[Items in a dataset]
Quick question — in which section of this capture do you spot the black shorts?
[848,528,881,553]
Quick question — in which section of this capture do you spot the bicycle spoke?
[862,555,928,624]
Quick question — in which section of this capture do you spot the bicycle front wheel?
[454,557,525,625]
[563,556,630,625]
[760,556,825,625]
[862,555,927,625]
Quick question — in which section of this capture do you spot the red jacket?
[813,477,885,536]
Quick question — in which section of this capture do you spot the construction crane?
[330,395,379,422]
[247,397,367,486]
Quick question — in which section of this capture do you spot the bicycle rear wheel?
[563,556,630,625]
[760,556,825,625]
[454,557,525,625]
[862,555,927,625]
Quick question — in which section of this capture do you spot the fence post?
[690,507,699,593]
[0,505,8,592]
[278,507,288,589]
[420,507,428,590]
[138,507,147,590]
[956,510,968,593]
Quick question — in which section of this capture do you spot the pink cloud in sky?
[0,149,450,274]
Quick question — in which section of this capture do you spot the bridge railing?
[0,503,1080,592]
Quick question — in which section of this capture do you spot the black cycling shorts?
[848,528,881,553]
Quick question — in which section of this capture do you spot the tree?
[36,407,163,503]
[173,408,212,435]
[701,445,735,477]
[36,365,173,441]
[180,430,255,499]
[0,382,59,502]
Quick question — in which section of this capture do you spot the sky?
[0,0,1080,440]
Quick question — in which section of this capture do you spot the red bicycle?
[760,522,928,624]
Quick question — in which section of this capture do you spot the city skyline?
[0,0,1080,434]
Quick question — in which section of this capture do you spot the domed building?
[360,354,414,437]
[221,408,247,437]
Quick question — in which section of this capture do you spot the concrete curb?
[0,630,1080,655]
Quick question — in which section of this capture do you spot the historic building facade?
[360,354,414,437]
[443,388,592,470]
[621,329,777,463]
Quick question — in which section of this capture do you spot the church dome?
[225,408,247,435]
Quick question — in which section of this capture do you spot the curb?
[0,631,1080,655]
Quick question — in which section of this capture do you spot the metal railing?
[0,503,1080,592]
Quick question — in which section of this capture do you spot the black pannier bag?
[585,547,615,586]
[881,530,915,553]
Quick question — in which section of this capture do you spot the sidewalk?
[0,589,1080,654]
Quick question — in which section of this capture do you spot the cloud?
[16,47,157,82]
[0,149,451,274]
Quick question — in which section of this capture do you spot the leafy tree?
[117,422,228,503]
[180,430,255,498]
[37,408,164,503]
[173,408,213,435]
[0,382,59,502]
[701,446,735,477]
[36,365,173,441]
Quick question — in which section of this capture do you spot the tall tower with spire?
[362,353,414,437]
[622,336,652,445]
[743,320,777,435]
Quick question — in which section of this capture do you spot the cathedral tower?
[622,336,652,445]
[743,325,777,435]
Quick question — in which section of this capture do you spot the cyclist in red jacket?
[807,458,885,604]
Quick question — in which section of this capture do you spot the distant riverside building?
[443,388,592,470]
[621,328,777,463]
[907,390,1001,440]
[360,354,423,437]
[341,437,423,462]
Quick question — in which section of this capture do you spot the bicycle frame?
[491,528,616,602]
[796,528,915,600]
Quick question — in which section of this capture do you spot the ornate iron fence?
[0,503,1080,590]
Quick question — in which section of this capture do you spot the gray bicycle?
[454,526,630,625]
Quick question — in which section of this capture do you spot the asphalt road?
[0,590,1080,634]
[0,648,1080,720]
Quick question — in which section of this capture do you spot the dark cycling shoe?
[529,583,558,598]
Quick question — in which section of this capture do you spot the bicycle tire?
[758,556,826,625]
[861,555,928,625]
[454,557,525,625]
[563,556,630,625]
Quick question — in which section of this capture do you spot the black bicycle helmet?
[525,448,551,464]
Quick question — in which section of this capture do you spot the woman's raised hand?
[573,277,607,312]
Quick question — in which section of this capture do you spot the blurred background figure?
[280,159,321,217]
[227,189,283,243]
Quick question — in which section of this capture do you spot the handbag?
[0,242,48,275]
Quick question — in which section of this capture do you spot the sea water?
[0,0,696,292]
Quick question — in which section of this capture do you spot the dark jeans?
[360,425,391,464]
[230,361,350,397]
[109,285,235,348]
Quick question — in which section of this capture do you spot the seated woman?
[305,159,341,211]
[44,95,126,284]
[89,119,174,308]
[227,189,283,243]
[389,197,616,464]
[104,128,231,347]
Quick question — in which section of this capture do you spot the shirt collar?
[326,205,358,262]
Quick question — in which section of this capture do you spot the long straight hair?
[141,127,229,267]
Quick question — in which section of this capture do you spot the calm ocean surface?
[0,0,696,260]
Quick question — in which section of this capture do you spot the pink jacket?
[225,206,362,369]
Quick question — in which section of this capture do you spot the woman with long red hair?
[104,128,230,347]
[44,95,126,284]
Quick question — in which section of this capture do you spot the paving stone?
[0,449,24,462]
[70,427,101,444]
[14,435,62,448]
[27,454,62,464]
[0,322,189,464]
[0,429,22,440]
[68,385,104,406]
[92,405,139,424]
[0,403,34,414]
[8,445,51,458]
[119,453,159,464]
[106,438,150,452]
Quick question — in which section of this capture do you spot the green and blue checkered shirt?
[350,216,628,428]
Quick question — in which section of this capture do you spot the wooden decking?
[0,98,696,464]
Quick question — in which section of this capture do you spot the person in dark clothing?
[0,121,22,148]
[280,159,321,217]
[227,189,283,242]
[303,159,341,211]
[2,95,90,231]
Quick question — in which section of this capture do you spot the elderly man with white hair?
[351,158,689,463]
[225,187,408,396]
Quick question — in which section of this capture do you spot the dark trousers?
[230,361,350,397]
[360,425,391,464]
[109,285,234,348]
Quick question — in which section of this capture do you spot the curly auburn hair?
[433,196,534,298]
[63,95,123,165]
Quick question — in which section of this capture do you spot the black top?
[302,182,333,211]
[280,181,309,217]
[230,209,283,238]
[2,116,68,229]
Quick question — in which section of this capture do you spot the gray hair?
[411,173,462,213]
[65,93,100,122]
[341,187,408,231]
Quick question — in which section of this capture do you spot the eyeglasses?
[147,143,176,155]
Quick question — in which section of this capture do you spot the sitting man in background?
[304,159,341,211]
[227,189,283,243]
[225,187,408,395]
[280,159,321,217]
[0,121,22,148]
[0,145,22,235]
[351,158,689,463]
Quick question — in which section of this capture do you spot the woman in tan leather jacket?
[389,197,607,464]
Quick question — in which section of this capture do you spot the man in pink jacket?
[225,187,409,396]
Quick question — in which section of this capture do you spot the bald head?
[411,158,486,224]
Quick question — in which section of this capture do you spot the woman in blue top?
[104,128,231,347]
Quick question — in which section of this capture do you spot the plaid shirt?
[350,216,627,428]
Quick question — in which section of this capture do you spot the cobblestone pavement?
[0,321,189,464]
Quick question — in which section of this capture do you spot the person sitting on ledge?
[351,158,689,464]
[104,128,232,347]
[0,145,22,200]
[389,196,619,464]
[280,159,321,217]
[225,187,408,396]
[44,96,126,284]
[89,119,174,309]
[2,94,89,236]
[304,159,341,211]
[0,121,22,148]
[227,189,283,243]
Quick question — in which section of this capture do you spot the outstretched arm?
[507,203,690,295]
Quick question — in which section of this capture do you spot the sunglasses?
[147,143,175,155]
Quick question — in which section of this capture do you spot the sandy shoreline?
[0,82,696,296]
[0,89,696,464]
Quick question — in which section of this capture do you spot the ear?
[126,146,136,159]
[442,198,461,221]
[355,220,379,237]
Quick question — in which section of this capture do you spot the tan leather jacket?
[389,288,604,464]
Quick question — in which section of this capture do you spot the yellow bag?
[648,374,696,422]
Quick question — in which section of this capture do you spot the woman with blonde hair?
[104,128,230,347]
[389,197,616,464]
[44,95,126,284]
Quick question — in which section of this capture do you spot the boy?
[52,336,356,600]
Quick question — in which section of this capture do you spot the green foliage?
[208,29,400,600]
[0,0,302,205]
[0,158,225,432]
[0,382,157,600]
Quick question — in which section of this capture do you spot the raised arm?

** EXERCISE **
Please copy out, unchanged, the stretch of items from the line containing "spot the sky?" through the line containing "[225,408,247,435]", including both of those lines.

** RESULT OF THIS TASK **
Quick question — in which section of this capture do you spot the sky?
[0,0,1080,440]
Quick question — in which section of this capture do you spot the red bicycle?
[760,522,928,624]
Quick question — in which section of this capture do you spot the city skyline?
[0,0,1080,434]
Quick question — in which section of this capture do you spot the domed building?
[360,354,414,437]
[221,408,247,437]
Quick question — in which section of this capture do you spot the concrete curb?
[0,630,1080,655]
Quick question — in which section of this capture do you spot the historic building facade?
[360,354,414,437]
[443,388,592,470]
[621,329,777,463]
Quick question — in which section of this capture do you spot the church dome?
[225,408,247,435]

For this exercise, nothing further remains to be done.